## [PROBLEM TO WORK ON]
Which lines of the entries below contain the string "purple", matching case exactly? Pick out each of those lines and copy it in full.

## [DATA FOR PROCESSING]
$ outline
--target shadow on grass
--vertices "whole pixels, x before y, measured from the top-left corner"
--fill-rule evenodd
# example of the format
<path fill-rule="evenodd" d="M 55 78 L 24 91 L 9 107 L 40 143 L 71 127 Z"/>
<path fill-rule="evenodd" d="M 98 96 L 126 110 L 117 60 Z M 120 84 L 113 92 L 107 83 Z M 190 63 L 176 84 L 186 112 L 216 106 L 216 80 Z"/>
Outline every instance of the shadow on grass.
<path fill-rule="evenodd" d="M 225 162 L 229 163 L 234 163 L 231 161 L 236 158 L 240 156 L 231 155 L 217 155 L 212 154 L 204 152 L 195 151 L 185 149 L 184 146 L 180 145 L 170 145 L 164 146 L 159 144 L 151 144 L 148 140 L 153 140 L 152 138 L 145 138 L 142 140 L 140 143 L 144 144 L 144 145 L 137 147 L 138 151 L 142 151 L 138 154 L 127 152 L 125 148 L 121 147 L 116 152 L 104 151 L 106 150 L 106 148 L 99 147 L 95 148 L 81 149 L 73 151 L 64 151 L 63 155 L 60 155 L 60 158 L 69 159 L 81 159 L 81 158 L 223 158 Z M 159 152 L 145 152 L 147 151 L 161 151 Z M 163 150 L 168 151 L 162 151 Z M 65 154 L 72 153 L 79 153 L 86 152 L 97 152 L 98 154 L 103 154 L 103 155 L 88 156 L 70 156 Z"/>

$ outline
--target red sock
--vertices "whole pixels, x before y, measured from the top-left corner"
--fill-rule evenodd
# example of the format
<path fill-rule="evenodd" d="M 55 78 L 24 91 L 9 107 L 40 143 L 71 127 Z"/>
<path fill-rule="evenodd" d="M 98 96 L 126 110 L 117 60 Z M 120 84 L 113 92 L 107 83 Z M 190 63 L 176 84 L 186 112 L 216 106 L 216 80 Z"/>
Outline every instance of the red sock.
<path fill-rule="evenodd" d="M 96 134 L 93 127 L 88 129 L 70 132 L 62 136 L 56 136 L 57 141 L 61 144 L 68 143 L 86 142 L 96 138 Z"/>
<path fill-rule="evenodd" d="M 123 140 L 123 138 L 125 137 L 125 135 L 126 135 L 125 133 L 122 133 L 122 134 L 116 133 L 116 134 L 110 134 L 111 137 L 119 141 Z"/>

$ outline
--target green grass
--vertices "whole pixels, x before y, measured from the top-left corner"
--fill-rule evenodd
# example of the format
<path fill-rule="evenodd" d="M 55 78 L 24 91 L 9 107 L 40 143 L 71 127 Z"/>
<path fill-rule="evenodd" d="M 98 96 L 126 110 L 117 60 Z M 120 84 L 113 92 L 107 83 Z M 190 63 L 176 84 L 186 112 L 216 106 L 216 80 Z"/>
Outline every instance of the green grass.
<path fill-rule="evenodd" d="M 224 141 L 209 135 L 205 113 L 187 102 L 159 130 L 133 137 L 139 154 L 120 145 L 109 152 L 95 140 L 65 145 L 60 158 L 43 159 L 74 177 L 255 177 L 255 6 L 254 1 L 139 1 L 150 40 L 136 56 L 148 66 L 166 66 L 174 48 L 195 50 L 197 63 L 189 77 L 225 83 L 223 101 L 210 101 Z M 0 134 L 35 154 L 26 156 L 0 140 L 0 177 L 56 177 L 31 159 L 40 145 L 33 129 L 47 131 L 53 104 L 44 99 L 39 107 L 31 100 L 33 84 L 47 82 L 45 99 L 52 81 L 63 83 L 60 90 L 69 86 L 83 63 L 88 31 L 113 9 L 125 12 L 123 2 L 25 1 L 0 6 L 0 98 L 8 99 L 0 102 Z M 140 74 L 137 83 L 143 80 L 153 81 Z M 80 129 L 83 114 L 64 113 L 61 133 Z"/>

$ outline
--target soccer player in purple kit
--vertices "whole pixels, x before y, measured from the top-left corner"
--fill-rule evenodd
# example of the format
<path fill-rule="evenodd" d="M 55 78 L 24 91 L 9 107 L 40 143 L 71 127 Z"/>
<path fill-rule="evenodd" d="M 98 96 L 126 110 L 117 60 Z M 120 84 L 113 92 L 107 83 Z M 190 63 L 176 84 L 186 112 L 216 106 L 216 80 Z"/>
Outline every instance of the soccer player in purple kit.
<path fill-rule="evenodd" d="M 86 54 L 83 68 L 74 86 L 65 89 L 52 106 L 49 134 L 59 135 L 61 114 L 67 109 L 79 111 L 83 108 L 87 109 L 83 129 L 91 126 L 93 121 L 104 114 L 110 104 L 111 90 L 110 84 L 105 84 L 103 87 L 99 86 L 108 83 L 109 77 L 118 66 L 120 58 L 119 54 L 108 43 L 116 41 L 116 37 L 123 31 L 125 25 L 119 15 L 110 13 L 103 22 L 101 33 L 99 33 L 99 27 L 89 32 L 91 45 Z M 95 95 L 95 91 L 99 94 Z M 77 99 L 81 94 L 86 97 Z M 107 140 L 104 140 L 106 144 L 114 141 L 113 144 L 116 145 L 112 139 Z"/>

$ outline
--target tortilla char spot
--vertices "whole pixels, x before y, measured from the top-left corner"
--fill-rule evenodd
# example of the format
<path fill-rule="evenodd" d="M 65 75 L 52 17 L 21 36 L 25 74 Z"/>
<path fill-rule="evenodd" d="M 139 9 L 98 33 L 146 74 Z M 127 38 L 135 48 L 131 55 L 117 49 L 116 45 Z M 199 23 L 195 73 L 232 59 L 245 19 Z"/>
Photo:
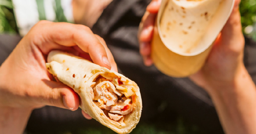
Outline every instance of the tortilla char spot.
<path fill-rule="evenodd" d="M 184 31 L 184 30 L 182 30 L 182 32 L 183 32 L 183 34 L 188 34 L 188 32 L 186 31 Z"/>

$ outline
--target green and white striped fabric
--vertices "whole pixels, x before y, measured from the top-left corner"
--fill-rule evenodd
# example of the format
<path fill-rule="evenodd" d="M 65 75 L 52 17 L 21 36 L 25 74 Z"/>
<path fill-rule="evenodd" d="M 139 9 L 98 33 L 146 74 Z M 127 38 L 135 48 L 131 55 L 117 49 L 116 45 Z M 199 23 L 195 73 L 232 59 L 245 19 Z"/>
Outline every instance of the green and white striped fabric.
<path fill-rule="evenodd" d="M 74 23 L 72 0 L 12 0 L 20 34 L 24 36 L 40 20 Z"/>

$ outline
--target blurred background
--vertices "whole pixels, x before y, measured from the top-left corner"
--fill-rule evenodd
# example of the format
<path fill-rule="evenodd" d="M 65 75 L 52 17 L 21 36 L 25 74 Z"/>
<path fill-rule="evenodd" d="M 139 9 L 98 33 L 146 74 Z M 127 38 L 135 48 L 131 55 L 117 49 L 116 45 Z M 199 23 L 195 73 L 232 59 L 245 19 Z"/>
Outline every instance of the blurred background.
<path fill-rule="evenodd" d="M 0 0 L 0 34 L 18 32 L 11 0 Z M 256 0 L 242 0 L 240 5 L 243 32 L 256 40 Z"/>
<path fill-rule="evenodd" d="M 0 34 L 18 34 L 11 1 L 0 0 Z M 240 10 L 244 34 L 256 41 L 256 0 L 242 0 Z M 166 105 L 164 103 L 159 108 L 164 109 Z M 168 114 L 171 115 L 169 118 L 171 119 L 168 122 L 163 122 L 161 119 L 147 122 L 140 122 L 131 133 L 204 133 L 196 125 L 185 121 L 182 117 L 175 114 L 172 115 L 172 113 Z M 94 120 L 90 121 L 90 122 L 91 124 L 90 126 L 84 126 L 83 129 L 78 130 L 60 129 L 59 131 L 52 132 L 51 131 L 51 128 L 46 128 L 48 131 L 38 130 L 35 131 L 30 131 L 29 128 L 27 128 L 25 133 L 43 133 L 46 132 L 47 133 L 65 134 L 115 133 L 110 129 L 102 125 L 99 125 L 99 123 Z M 60 126 L 61 125 L 63 125 L 60 124 Z M 98 127 L 99 126 L 102 127 Z"/>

## [SOLVED PROBLEM]
--target soccer player in purple kit
Outline every instance of the soccer player in purple kit.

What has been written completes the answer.